### Problem description
Only lines holding the word "dress" are wanted from the records; copy all of them.

**** Supplied records

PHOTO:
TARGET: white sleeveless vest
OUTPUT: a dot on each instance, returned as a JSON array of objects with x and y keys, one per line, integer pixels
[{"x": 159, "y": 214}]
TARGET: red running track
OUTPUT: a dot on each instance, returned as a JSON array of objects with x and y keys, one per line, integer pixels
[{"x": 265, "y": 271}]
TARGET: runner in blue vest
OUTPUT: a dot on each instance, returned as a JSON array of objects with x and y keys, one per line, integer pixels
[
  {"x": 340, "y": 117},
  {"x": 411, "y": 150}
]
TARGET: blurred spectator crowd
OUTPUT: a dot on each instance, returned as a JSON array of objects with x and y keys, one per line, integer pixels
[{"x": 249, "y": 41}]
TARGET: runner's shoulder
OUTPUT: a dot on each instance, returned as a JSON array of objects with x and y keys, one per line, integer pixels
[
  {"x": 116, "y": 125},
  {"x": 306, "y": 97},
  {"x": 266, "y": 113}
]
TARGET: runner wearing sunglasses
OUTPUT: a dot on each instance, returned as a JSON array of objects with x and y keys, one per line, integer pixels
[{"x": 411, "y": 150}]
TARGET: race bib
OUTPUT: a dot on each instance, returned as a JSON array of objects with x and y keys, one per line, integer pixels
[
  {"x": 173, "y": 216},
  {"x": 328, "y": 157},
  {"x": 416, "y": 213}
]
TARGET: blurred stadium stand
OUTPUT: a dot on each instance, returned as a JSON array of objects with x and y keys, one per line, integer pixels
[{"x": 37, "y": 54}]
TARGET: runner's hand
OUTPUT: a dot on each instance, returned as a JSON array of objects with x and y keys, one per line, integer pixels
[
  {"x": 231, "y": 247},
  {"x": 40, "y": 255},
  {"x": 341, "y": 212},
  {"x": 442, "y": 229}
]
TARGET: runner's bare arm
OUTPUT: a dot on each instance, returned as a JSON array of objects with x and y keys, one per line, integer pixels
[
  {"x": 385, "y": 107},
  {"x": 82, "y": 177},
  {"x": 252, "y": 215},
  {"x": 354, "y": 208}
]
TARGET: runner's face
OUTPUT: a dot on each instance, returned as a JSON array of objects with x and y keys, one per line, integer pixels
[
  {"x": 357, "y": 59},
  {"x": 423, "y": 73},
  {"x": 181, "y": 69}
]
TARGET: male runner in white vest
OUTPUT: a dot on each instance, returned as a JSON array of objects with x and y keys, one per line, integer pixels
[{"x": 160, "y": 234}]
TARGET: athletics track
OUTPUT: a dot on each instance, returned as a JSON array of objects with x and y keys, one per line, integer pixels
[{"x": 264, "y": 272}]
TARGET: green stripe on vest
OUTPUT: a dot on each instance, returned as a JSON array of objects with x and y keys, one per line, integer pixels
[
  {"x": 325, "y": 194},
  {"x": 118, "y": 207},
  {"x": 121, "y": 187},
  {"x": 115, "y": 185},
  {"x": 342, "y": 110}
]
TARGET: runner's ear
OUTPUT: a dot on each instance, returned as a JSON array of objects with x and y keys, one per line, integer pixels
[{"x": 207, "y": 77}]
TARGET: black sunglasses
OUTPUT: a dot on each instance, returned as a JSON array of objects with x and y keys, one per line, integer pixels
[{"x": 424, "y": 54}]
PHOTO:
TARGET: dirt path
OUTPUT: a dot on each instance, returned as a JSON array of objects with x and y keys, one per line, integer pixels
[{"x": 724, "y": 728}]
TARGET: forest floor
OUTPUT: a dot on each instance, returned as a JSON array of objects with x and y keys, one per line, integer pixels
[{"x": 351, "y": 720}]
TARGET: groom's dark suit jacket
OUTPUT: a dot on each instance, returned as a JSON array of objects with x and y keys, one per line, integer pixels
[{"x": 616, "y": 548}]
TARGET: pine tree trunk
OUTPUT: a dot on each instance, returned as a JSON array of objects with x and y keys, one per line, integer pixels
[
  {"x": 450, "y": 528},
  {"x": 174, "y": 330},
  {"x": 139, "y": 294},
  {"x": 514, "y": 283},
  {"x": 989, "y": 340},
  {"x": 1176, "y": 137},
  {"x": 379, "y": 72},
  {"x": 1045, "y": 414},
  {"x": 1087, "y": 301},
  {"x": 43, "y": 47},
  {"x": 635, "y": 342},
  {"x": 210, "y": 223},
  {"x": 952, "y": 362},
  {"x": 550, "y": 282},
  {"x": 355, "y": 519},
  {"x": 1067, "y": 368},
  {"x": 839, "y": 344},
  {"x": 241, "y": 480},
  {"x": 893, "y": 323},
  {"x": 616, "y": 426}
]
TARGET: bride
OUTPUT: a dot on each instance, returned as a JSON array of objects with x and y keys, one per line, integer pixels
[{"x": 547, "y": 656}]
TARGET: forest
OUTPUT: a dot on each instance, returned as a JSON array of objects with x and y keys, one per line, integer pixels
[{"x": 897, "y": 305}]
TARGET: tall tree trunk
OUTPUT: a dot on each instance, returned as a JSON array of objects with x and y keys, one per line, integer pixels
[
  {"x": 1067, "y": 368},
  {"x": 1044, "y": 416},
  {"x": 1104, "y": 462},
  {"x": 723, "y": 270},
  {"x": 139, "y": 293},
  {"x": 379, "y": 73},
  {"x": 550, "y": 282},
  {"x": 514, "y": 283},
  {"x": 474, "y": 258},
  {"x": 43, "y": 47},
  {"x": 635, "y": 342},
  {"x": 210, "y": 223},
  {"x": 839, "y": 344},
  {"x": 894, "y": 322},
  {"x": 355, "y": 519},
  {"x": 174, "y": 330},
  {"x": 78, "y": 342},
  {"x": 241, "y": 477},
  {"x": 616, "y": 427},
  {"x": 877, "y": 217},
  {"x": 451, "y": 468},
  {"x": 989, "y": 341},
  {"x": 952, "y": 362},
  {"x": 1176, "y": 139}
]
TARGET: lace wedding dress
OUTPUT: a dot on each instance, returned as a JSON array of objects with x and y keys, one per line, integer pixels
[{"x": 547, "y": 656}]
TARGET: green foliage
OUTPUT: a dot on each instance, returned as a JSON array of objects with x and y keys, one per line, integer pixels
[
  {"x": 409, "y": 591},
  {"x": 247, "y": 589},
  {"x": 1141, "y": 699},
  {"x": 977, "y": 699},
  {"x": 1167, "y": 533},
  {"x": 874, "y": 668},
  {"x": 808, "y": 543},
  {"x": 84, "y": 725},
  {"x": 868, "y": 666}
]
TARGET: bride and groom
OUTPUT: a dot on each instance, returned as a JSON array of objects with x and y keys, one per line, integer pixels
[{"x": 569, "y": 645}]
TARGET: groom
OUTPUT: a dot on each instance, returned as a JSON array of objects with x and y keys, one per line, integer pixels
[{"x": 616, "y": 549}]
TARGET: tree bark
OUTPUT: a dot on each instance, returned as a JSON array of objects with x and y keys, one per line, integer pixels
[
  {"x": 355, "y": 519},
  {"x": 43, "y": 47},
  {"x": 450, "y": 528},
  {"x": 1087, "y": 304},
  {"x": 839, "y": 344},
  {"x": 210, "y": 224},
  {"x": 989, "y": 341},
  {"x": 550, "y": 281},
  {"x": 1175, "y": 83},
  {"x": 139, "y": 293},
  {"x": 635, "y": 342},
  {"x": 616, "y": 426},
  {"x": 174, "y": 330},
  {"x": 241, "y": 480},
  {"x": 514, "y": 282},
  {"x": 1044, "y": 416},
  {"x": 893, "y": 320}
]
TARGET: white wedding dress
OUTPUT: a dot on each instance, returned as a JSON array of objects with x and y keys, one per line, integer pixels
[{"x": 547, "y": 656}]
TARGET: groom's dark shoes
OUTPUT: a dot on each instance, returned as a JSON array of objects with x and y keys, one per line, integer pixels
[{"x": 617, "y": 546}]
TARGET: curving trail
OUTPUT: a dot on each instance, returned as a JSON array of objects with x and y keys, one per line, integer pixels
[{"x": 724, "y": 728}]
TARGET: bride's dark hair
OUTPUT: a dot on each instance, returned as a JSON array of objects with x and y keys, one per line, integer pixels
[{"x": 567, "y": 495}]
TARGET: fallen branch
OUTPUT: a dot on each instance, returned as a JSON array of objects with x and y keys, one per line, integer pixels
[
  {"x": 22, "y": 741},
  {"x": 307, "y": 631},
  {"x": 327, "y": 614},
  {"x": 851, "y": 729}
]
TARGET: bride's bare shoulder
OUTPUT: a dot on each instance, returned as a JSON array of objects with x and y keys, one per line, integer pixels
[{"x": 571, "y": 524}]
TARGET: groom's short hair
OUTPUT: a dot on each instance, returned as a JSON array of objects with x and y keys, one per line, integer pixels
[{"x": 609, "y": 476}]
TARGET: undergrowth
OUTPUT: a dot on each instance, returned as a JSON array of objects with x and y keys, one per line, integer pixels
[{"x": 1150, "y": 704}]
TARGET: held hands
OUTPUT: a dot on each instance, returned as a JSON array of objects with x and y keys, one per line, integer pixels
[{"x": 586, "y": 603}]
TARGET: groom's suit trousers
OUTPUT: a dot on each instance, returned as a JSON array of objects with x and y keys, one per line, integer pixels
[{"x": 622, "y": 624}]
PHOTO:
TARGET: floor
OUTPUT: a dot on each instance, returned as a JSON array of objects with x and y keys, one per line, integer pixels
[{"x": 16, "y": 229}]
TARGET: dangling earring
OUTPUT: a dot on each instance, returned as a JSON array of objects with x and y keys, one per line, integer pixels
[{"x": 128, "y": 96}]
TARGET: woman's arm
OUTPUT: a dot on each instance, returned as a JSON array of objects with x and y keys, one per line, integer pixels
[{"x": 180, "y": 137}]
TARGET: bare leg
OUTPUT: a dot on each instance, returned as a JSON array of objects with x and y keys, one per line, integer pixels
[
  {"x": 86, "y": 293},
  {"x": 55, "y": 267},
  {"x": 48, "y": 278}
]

********

### Solution to the exercise
TARGET: lace wedding dress
TARGET: white wedding dress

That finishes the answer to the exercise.